[Work request]
Write out each line of the entries below that holds the word "Locate".

*** Opening Data excerpts ***

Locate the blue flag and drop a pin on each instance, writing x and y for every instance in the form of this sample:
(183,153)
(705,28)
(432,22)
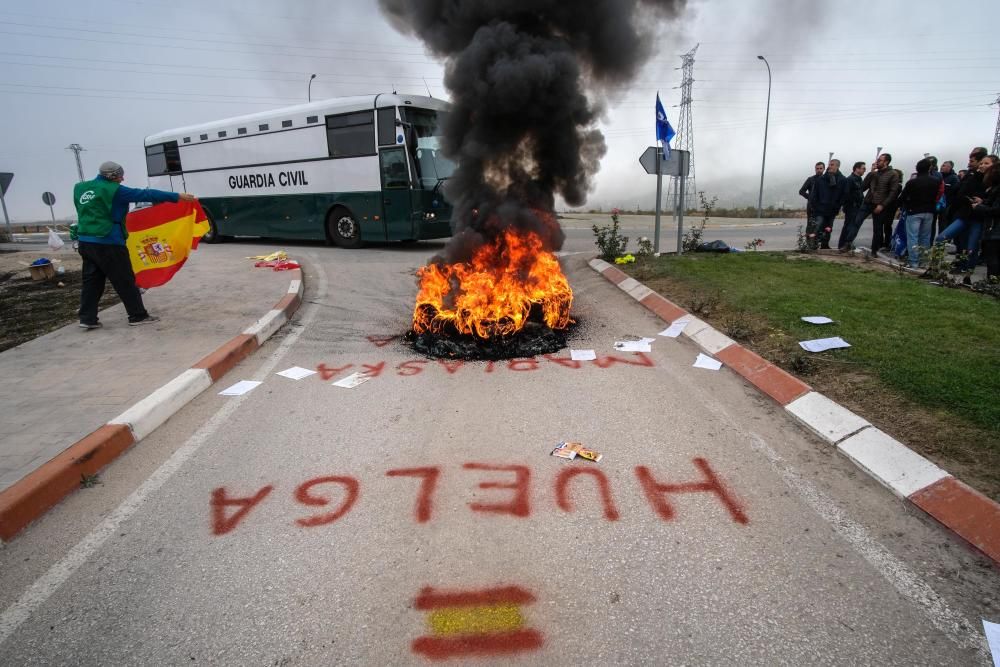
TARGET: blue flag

*** Closing Data excerpts ***
*** Opening Data excerpts ***

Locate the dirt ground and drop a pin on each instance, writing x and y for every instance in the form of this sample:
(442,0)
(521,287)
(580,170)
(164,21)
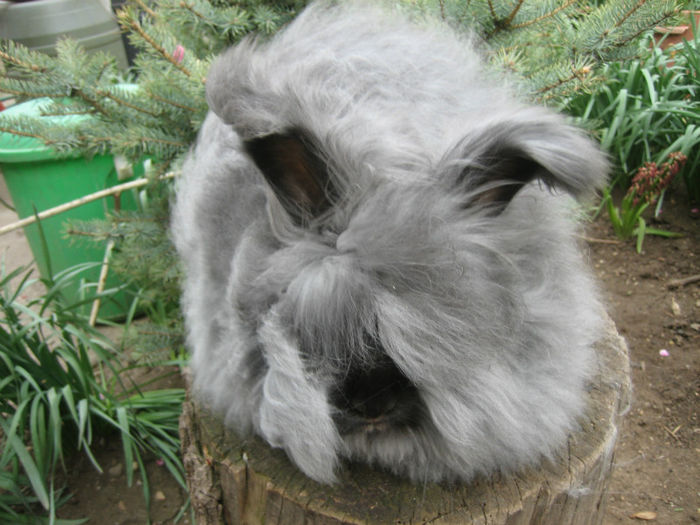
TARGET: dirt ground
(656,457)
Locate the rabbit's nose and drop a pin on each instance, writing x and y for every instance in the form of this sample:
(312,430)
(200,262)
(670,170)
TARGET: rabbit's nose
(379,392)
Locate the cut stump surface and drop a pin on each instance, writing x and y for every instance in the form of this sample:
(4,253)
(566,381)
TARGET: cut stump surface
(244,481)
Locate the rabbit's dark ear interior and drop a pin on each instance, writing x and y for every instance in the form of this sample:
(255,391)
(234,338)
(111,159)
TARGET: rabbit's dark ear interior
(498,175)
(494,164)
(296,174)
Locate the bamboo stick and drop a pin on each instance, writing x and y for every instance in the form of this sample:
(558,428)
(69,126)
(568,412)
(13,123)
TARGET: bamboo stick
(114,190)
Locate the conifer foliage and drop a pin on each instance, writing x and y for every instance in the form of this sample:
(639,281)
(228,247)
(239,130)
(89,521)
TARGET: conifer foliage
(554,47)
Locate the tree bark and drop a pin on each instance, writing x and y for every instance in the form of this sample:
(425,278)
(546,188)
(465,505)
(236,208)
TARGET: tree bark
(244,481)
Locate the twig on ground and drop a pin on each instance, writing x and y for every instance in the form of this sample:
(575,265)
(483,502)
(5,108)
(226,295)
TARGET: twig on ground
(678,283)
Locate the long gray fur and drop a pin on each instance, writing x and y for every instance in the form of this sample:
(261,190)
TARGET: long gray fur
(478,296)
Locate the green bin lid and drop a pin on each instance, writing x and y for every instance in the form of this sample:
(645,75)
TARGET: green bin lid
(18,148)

*** Closing Data excerpts ***

[Your solution]
Locate the blue flag and drop a pin on each instance, writing x and y for every instance in the form of this sample:
Locate the dirt ground and drop a pin on each instance, writing x and y for every instance in the form of this sample:
Locate the rabbit's nose and drop a pin on each instance, writing x and y for every instance in the form of this sample:
Locate the cut stump surface and drop a pin on each instance, writing x and y for every instance in the form of this sample:
Locate the rabbit's dark ear interior and drop a pin on each instance, writing x and y for every instance in the form of this sample:
Locate the bamboo stick and drop a pin on each instance, writing x and y for every instance in the form of this sample:
Locate the conifer foliage and drop a pin on each instance, writing x and y for every instance in the form of this sample:
Locate the tree bark and drop a pin on each instance, writing x and y for every instance in the form of this sample:
Locate the twig on ground and drop a pin on each instance, writing x and y for every instance in the form of this sample:
Locate the long gray fur and drop a pin on each instance, writing x and y for every instance in the form of this sample:
Locate the green bin lid and drop a pin on each instance, writing x and y for every instance in the form of this sample:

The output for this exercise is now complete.